**ABOUT THIS TASK**
As the answer, give every line of the records that includes the word "concrete".

[Region pointing data]
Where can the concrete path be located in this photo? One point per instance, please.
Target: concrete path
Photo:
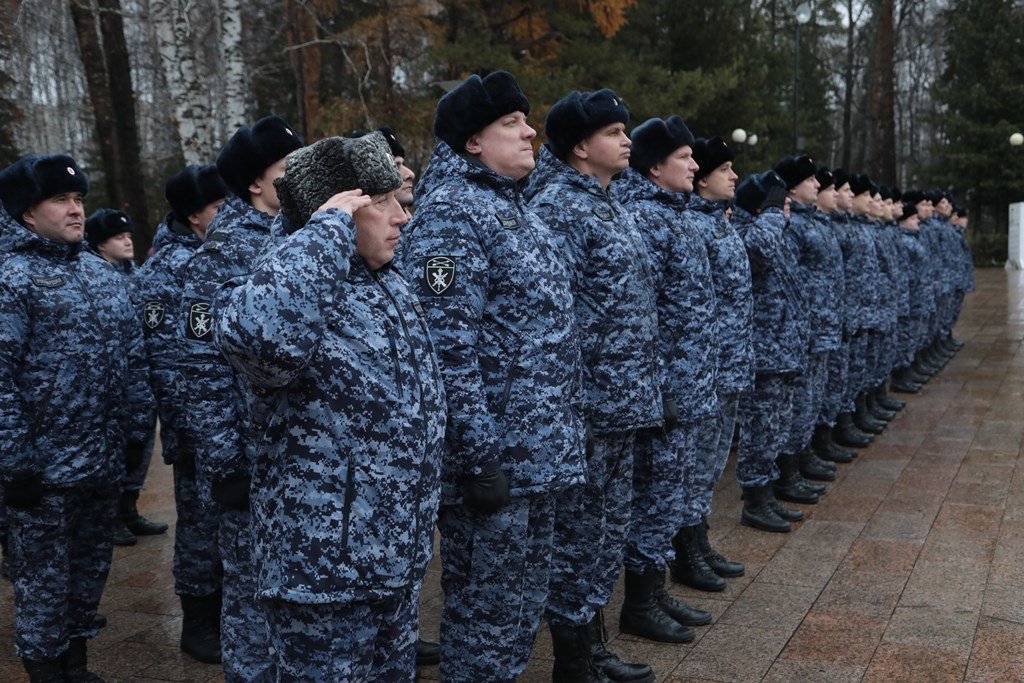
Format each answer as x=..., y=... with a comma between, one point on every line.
x=911, y=568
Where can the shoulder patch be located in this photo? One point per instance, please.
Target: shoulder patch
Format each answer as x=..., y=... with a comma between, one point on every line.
x=509, y=220
x=49, y=283
x=438, y=274
x=153, y=314
x=200, y=327
x=219, y=236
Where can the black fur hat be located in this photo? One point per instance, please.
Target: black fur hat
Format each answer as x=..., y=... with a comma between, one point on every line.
x=577, y=116
x=841, y=176
x=32, y=179
x=474, y=104
x=914, y=197
x=105, y=223
x=252, y=151
x=710, y=154
x=655, y=139
x=794, y=170
x=752, y=193
x=193, y=188
x=860, y=183
x=314, y=174
x=825, y=178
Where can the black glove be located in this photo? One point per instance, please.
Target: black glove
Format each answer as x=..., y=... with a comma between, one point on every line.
x=232, y=492
x=133, y=456
x=775, y=199
x=25, y=493
x=486, y=493
x=671, y=410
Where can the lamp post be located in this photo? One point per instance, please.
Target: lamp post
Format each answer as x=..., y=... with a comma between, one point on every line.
x=743, y=139
x=803, y=16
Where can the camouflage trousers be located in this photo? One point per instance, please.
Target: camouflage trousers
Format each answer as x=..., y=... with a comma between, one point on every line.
x=835, y=399
x=244, y=639
x=808, y=394
x=495, y=577
x=660, y=462
x=710, y=456
x=197, y=552
x=60, y=554
x=764, y=423
x=344, y=642
x=591, y=526
x=857, y=377
x=133, y=480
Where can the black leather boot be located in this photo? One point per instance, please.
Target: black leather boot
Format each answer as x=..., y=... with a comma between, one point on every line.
x=720, y=565
x=812, y=467
x=826, y=450
x=44, y=672
x=75, y=665
x=135, y=522
x=883, y=398
x=427, y=653
x=607, y=662
x=901, y=382
x=641, y=615
x=573, y=663
x=680, y=611
x=759, y=510
x=846, y=433
x=201, y=627
x=790, y=485
x=863, y=419
x=690, y=567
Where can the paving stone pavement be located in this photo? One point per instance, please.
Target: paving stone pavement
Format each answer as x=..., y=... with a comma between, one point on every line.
x=911, y=568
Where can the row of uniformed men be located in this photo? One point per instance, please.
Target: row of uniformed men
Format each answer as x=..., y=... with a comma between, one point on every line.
x=562, y=380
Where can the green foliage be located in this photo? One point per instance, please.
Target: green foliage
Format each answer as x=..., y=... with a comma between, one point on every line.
x=982, y=96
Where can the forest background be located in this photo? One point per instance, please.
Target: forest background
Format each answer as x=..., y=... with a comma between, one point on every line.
x=919, y=93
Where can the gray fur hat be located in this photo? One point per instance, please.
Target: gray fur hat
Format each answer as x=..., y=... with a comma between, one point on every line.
x=317, y=172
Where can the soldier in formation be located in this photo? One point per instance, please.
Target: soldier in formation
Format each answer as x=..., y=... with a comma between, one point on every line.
x=547, y=358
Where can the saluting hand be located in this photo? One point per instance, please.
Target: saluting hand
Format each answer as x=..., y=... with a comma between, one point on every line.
x=349, y=201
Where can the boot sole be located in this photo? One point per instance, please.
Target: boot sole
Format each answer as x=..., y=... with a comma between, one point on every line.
x=766, y=528
x=685, y=638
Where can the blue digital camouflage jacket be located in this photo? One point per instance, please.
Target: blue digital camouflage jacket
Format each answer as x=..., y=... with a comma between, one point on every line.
x=498, y=302
x=74, y=386
x=615, y=302
x=350, y=404
x=687, y=327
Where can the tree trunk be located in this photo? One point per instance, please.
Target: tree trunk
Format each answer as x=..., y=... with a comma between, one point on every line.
x=129, y=176
x=305, y=63
x=883, y=97
x=193, y=113
x=84, y=16
x=233, y=59
x=848, y=83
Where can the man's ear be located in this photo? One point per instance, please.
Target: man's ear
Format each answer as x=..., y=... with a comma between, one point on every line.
x=473, y=145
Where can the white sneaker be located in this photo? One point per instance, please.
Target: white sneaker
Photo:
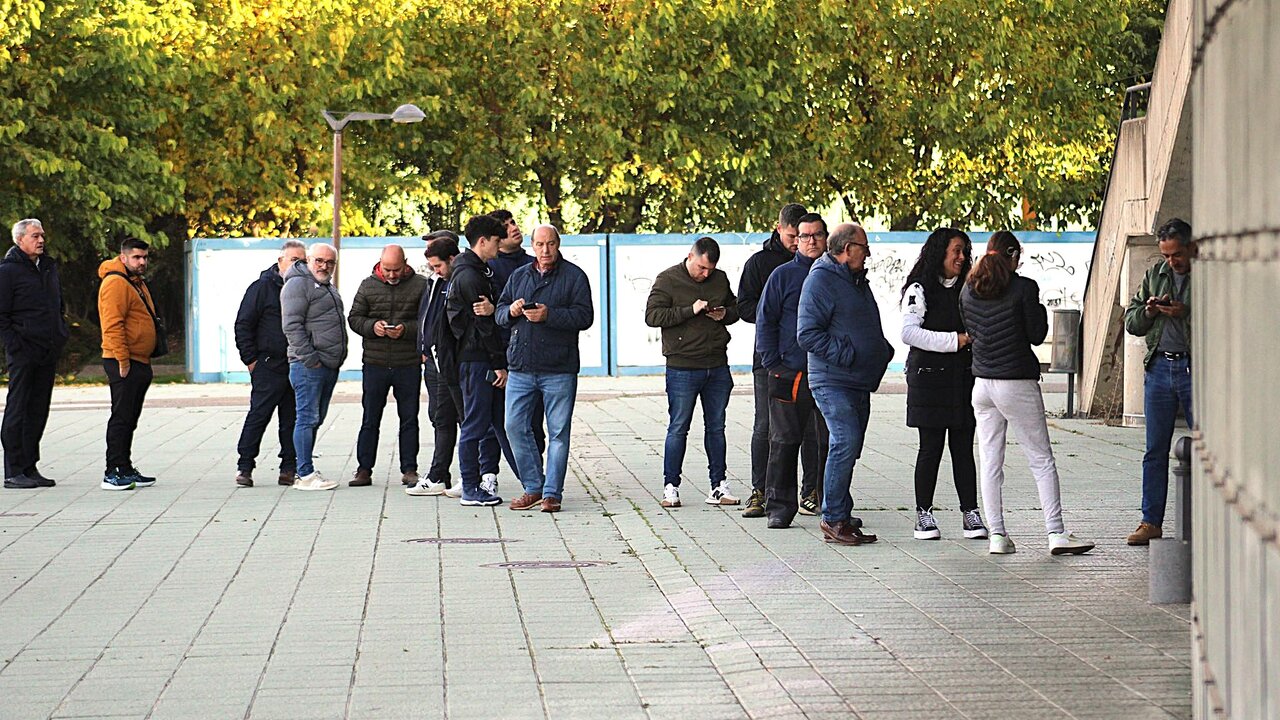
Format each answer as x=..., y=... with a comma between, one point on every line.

**RESULT FOR THIS TASK**
Where can the concrete path be located in this photo? One point per instance, please.
Target: concrete path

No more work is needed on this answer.